YOUR GOAL: Which lines in the records below mention the word "this"? Copy each one out.

Collected data:
──────

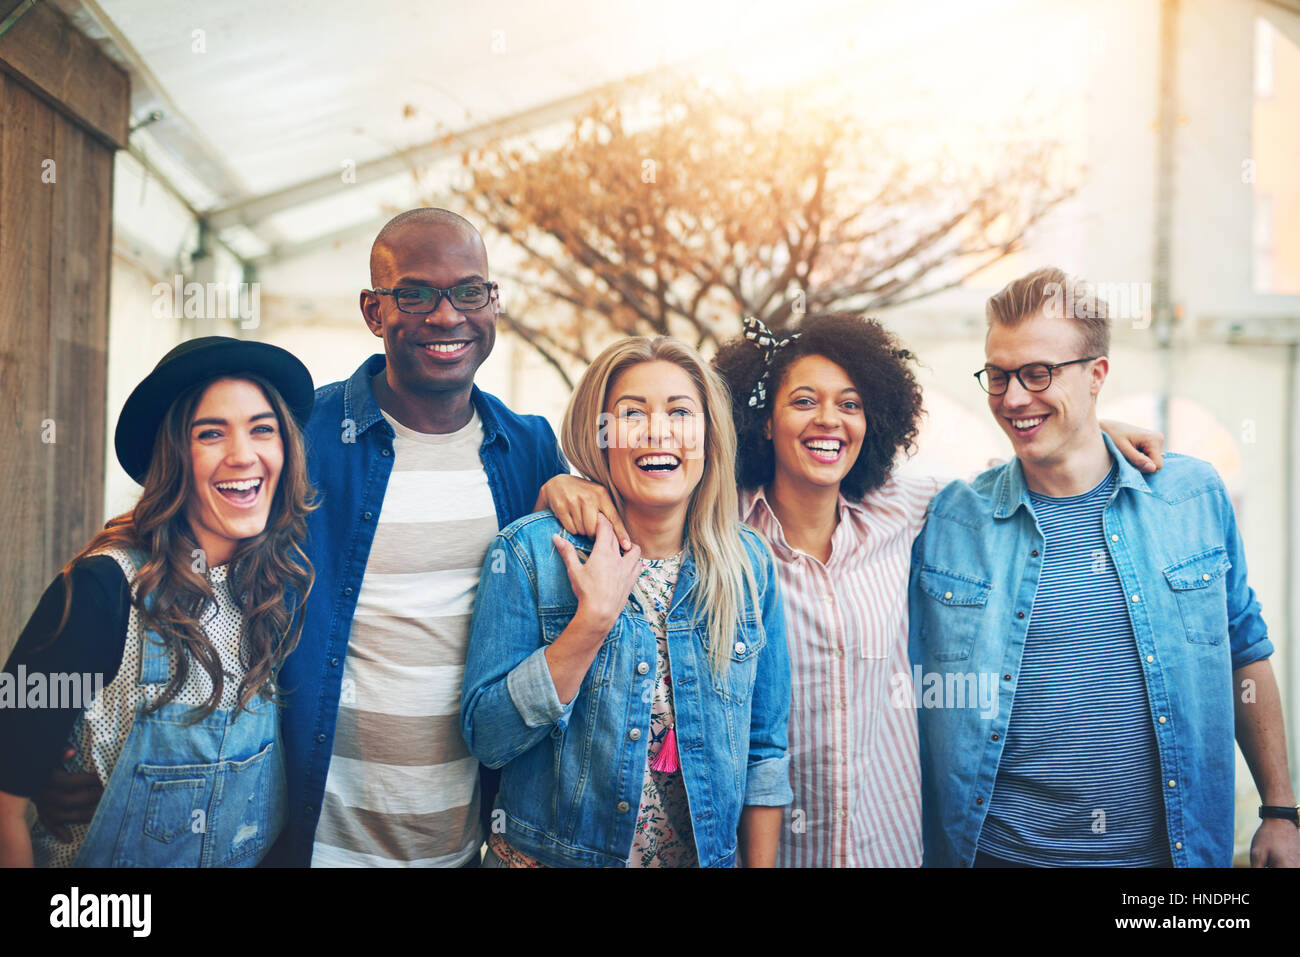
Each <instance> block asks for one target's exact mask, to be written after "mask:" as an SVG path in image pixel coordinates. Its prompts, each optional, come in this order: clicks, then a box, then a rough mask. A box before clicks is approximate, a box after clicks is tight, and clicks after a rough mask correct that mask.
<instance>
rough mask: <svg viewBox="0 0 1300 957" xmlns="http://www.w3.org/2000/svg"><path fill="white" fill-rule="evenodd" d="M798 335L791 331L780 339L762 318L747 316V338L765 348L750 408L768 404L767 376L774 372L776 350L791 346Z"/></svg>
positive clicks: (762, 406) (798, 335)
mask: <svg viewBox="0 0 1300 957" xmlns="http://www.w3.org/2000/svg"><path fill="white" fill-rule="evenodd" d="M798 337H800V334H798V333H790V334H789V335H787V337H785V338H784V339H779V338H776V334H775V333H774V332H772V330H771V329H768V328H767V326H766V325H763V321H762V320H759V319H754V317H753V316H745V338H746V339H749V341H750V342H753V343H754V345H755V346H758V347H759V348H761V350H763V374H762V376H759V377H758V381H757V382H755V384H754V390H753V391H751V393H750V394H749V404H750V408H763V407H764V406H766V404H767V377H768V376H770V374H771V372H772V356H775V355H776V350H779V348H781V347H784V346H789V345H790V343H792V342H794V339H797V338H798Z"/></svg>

──────

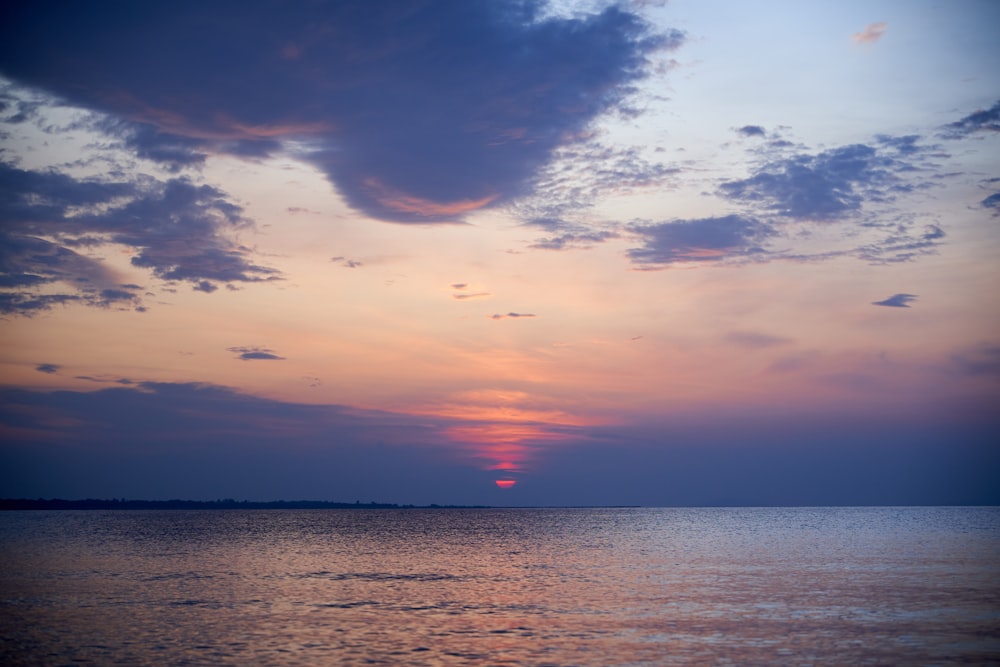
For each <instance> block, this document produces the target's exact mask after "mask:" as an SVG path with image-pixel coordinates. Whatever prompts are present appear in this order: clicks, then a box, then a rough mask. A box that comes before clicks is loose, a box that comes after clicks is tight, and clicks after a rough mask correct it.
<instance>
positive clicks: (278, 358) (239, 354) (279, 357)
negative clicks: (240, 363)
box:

──────

TASK SOLUTION:
Each <instance> block asks for one target's exact mask, to be written after "mask:" as an SVG path in image pixel coordinates. Its prompts, each optional, come in this order: clicks, then a box, then a rough mask. A box before clicks is approximate, a box after clicks is tight, and clicks after a rough mask correct that mask.
For each <instance> block, this document produces the target's exact mask after "mask:" as an SVG path with image-pixel coordinates. Whatever prompts are present appear in this order: clicks, then a box, then a rough mask. A box that comes before clicks is loose, a box that comes after clicks is tight, and clicks after a rough mask correct it.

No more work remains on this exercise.